[Required actions]:
• 1. In the employment agreement addendum, to whom will the Executive report directly after Closing?
• 2. Duplicate a passage of the employment agreement addendum word for word: begin at the words "The parties wish" and stop after the words "force and effect.".
───── Text shown
Addendum to Employment Agreement
Exhibit 2
Addendum to Employment Agreement
This Addendum (the “Addendum”) is made and entered into this March 12, 2017 by and between Mobileye Vision Technologies Ltd. (the “Company”) and Xxxx. Xxxxx Xxxxxxx (“Executive”).
Reference is hereby made to that certain Employment Agreement between the Company and Executive, dated as of July 24, 2014 (the “Agreement”).
The parties wish to make certain amendments and clarifications to the Agreement, subject to the successful closing of the sale of Mobileye N.V., the parent company of the Company (“Mobileye”) to Intel Corporation or one of its subsidiaries (“Purchaser”), pursuant to which the Company will become a wholly owned indirect subsidiary of Purchaser (the “Acquisition”), pursuant to the terms and conditions of that certain purchase agreement between Mobileye and Purchaser of equal date hereof (the “Purchase Agreement”). To avoid doubt, if the Acquisition is not successfully consummated for any reason, the terms and conditions of this Addendum will not come into effect, and the original terms and conditions of the Agreement shall continue in full force and effect.
NOW, THEREFORE IT IS AGREED:
1. It is expressly understood and agreed that in his position following Closing, the Executive shall report directly to the Chief Executive Officer of the Purchaser.
2. The parties acknowledge that in the context of the Acquisition, Executive would, in the absence of this Addendum, receive the benefit of acceleration of certain outstanding and unvested Company Options and Company RSUs (as such terms are defined in the Purchase Agreement), effective as of the date of closing of the Acquisition (the “Closing”). Executive acknowledges and agrees that, notwithstanding any other agreement or arrangement to the contrary, all outstanding and unvested Company Options and Company RSUs held by Executive as of immediately prior to the Closing shall not accelerate and shall, instead, be subject to the following vesting schedule:
a. No vesting shall occur prior to the third (3rd) anniversary of the Closing;
b. 50% of all unvested Company Options and Company RSUs held by Executive as of immediately prior to the Closing shall vest upon the third (3rd) anniversary of the Closing; and
c. The remaining 50% of all unvested Company Options and Company RSUs held by Executive as of immediately prior to the Closing shall vest upon the fourth (4th) anniversary of the Closing.
──────────
───── Record list
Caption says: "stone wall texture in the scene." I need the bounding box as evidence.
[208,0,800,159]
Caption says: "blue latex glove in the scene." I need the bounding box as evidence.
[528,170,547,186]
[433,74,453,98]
──────────
[Responses by task]:
• 1. The Executive will report directly to the Chief Executive Officer of the Purchaser.

• 2.
The parties wish to make certain amendments and clarifications to the Agreement, subject to the successful closing of the sale of Mobileye N.V., the parent company of the Company (“Mobileye”) to Intel Corporation or one of its subsidiaries (“Purchaser”), pursuant to which the Company will become a wholly owned indirect subsidiary of Purchaser (the “Acquisition”), pursuant to the terms and conditions of that certain purchase agreement between Mobileye and Purchaser of equal date hereof (the “Purchase Agreement”). To avoid doubt, if the Acquisition is not successfully consummated for any reason, the terms and conditions of this Addendum will not come into effect, and the original terms and conditions of the Agreement shall continue in full force and effect.